• [The request]
Read the data and repeat all of it exactly.

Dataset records
......

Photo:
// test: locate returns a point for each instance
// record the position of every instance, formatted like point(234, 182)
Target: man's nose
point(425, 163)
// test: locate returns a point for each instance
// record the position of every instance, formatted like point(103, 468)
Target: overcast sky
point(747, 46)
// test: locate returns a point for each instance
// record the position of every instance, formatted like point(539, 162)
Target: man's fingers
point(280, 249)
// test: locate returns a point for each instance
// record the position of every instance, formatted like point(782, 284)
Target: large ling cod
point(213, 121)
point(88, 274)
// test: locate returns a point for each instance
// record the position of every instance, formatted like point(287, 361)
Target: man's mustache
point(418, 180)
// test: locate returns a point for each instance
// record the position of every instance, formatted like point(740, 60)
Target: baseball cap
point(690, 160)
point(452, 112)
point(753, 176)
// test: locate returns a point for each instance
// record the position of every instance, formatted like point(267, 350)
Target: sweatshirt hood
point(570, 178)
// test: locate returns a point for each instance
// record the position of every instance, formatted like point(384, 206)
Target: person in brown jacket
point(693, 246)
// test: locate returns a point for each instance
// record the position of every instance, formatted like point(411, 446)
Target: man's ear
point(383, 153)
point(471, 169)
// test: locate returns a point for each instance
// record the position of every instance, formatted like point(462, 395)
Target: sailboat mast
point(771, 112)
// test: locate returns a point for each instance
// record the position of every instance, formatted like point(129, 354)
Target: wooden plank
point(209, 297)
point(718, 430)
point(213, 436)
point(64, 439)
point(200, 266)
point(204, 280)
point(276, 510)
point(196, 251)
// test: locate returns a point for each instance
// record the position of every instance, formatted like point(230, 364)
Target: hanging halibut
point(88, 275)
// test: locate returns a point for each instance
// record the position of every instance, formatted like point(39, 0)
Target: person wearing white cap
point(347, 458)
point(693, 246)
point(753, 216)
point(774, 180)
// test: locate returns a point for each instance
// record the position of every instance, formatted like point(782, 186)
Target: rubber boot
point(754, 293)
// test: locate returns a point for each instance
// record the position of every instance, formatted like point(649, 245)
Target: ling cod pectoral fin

......

• [Task solution]
Photo:
// test: locate returns a point for each instance
// record the position of every instance, formatted like point(234, 182)
Target: man's nose
point(425, 163)
// test: locate returns a point for each instance
// record the position of every instance, formatted like point(103, 468)
Target: overcast sky
point(747, 46)
// test: locate returns a point for each instance
// record the position of every instance, formatted like point(539, 162)
Target: man's fingers
point(280, 249)
// test: locate returns a point for each instance
// record the position of every instance, formatted like point(782, 284)
Target: large ling cod
point(213, 121)
point(88, 274)
// test: locate returns a point for each instance
// record the position of every instance, formatted like point(287, 361)
Target: man's mustache
point(418, 180)
// test: locate returns a point for each instance
// record the position of every instance, formatted like point(740, 60)
Target: baseball cap
point(690, 160)
point(452, 112)
point(753, 176)
// test: locate returns a point for each instance
// record the position of every instance, formatted like point(267, 350)
Target: sweatshirt hood
point(570, 178)
// test: locate returns a point for each instance
// record the position of every instance, formatted like point(384, 206)
Target: person in brown jacket
point(693, 246)
// test: locate returns a point for each instance
// record the position of every instance, formatted like point(411, 446)
Target: man's ear
point(383, 153)
point(471, 169)
// test: locate returns a point for each instance
// record the position of every instance, formatted like point(462, 395)
Target: sailboat mast
point(771, 112)
// test: locate returns a point for each instance
// record the position of every instance, formatted like point(129, 354)
Target: wooden plank
point(209, 297)
point(718, 430)
point(213, 436)
point(64, 439)
point(200, 266)
point(204, 280)
point(276, 510)
point(196, 251)
// test: locate returns a point for each instance
// record the position of every instance, formatted like point(230, 364)
Target: hanging halibut
point(88, 275)
// test: locate returns a point for each instance
// record the position of every instance, formatted like point(39, 0)
Target: person wearing white cap
point(347, 458)
point(693, 246)
point(753, 216)
point(774, 180)
// test: locate returns a point for each instance
// record the position of every instance, formatted like point(782, 186)
Target: rubber boot
point(754, 293)
// test: locate returns a point for each instance
// record the position of every instance, formatted like point(649, 245)
Target: ling cod pectoral fin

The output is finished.